### Source information:
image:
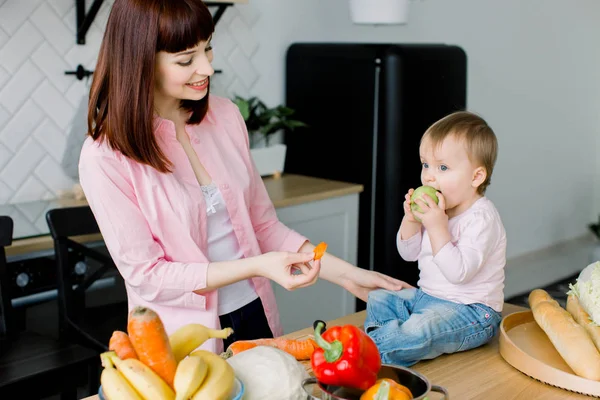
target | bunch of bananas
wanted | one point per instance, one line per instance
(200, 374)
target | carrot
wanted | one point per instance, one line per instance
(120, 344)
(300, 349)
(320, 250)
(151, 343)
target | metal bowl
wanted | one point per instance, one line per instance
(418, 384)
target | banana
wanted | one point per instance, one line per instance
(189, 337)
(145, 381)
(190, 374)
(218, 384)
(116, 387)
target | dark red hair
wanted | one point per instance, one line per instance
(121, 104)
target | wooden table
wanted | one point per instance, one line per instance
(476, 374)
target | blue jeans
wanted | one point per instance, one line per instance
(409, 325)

--

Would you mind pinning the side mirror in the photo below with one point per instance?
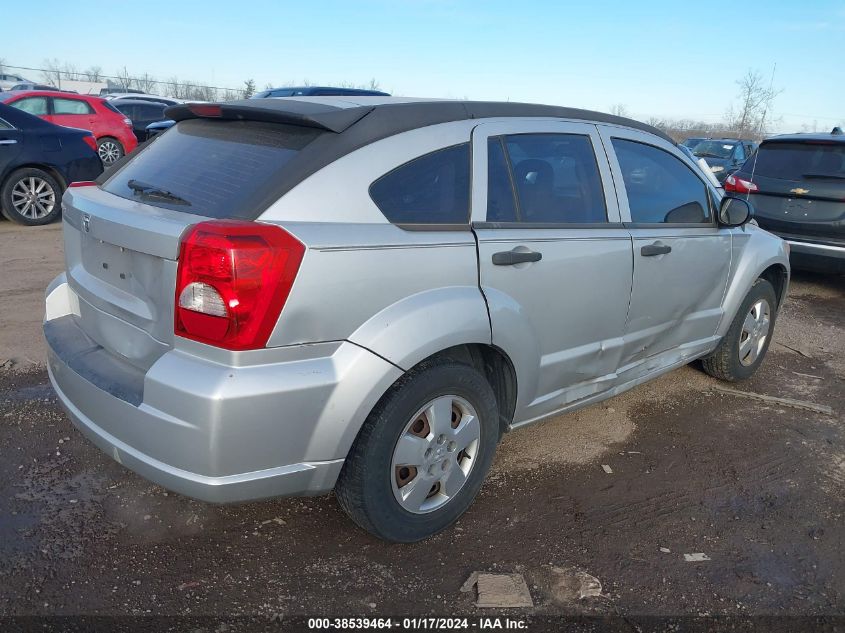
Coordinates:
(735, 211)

### Task directions:
Return a copy of each line in the entries that contains "target".

### Output:
target | bunch of bananas
target | carrot
target | metal bowl
target | banana
target | dark red hair
target | wooden table
target | blue jeans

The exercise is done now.